** MATERIAL SHOWN follows **

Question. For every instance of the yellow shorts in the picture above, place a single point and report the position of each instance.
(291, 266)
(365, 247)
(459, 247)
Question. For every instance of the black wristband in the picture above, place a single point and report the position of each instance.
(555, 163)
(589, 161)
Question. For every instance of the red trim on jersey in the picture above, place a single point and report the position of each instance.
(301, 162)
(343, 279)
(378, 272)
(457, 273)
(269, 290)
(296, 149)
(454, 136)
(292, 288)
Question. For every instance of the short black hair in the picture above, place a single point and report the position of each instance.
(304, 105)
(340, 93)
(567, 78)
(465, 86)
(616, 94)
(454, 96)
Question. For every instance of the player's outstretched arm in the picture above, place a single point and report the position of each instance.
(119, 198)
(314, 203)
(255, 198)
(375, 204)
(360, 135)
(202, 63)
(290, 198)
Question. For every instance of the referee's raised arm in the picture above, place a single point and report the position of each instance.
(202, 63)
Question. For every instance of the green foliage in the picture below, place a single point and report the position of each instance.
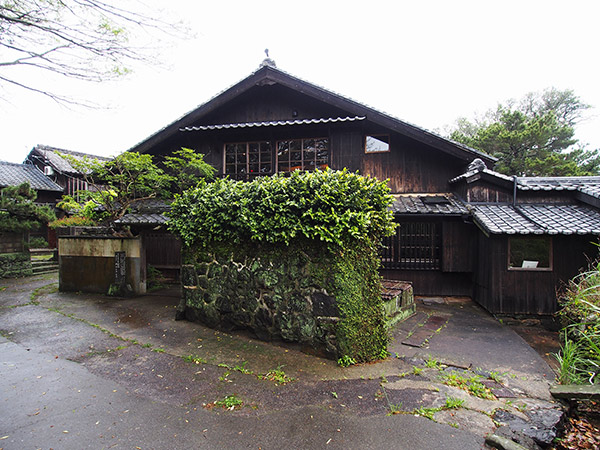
(579, 358)
(469, 383)
(129, 179)
(73, 221)
(346, 361)
(18, 212)
(329, 206)
(194, 359)
(229, 402)
(343, 215)
(454, 403)
(37, 242)
(534, 137)
(186, 169)
(432, 363)
(427, 412)
(278, 376)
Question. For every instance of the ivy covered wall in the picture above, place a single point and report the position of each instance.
(292, 257)
(14, 265)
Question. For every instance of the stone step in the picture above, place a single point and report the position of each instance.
(45, 268)
(576, 391)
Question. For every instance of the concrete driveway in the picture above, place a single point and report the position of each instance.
(88, 371)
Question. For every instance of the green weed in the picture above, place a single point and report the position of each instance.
(454, 403)
(277, 375)
(229, 402)
(194, 359)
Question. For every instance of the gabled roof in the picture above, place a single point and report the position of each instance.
(478, 170)
(147, 212)
(268, 74)
(536, 219)
(587, 188)
(428, 204)
(272, 123)
(12, 174)
(50, 156)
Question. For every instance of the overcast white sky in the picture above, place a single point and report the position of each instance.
(426, 62)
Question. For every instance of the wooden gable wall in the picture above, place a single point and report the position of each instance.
(410, 166)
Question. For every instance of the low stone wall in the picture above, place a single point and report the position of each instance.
(14, 265)
(398, 301)
(95, 264)
(276, 297)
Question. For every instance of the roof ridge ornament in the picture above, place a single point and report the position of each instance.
(477, 165)
(267, 61)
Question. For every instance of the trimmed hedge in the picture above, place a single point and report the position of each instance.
(343, 214)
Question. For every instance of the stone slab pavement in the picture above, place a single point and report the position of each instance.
(88, 371)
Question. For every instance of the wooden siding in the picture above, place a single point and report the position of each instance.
(433, 282)
(503, 291)
(410, 166)
(162, 251)
(458, 246)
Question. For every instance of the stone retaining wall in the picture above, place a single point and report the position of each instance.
(276, 296)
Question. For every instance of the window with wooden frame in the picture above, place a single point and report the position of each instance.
(302, 154)
(248, 159)
(414, 246)
(377, 143)
(530, 253)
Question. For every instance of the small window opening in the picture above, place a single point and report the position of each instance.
(529, 253)
(377, 143)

** End of MATERIAL SHOWN **

Repeat the preceding records precisely, and leave every picture out of the copy.

**OUTPUT**
Question. For every instance of the yellow shorts in the picture above, place a single point and report the position of each instance.
(291, 266)
(365, 247)
(459, 247)
Question. For every instance of the black wristband in the picture above, place a single point and report the position of each instance.
(555, 163)
(589, 161)
Question. For every instance of the red trim on jersey in the picture above, place a single point and report the position of each instance.
(301, 162)
(343, 279)
(378, 272)
(457, 273)
(269, 290)
(296, 149)
(454, 136)
(292, 288)
Question. For every instance of the short black hair in the picture above, place a single point and report the position of each instance.
(304, 105)
(340, 93)
(567, 78)
(465, 86)
(616, 94)
(454, 96)
Question. For every instance of the player's outstretched arm in the picture above, place a single point and report the position of each instance.
(119, 198)
(314, 203)
(255, 198)
(375, 204)
(360, 135)
(202, 63)
(290, 198)
Question. For every instance of the referee's raised arm in the picture above, place a single point and report the position of each instance.
(202, 63)
Question. For every instance of the green foliage in the picture below, place a single point and report the position of each instance.
(579, 358)
(469, 383)
(129, 179)
(73, 221)
(346, 361)
(18, 212)
(329, 206)
(194, 359)
(229, 402)
(343, 215)
(454, 403)
(37, 242)
(534, 137)
(186, 169)
(432, 363)
(427, 412)
(278, 376)
Question. For every instance of the ivy covered wall in the picture above, place a single point and report the position of each instance.
(292, 257)
(14, 265)
Question. For every instance of the stone step in the picture above, place a single point and report the position of each instance.
(45, 268)
(576, 391)
Question. For every instance of the concrete driveway in the picture above, place a single point and report the position of each instance.
(88, 371)
Question. For every instance of the green weed in the picture above, place a single point and report the position of each instance.
(454, 403)
(277, 375)
(229, 402)
(194, 359)
Question. For every instance of the gabled roof in the picture above, place a single point and report the position of each instance.
(478, 170)
(147, 212)
(268, 74)
(536, 219)
(587, 188)
(428, 204)
(272, 123)
(12, 174)
(50, 156)
Question. For every instance of the overcast white sky in the picture above, place a single point and report the position of each instance.
(426, 62)
Question. For every instance of the wooden gable wall in the picture above, place a single point and report the position of each instance.
(410, 166)
Question. For every instance of the low stone wall in the picture above, place a single point and report the position of each instance.
(14, 265)
(398, 301)
(95, 264)
(276, 297)
Question. For every instance of the roof ridge ornament in the picture above, place a single point and report the position of each instance.
(477, 165)
(267, 61)
Question. For every instance of the trimmed hedge in the picture above, place a single point and report the position of each instance.
(343, 214)
Question. For every instance of the stone slab pavement in the picture above, place a single point and report the position of each instance.
(88, 371)
Question. For every instance of the wooden siding in the picture above, place a single point and report the position of each instance.
(433, 282)
(503, 291)
(410, 166)
(162, 251)
(458, 246)
Question. For every instance of the stone retaining wall in the picture above, place a single point and report the position of each instance.
(276, 296)
Question. For every instance of the window with wooden frame in the picture above, place a single point and report the position of each instance.
(302, 154)
(248, 159)
(414, 246)
(377, 143)
(530, 253)
Question. For every instance of the small window opening in the picture above, place a single point and report the position of each instance.
(529, 253)
(377, 143)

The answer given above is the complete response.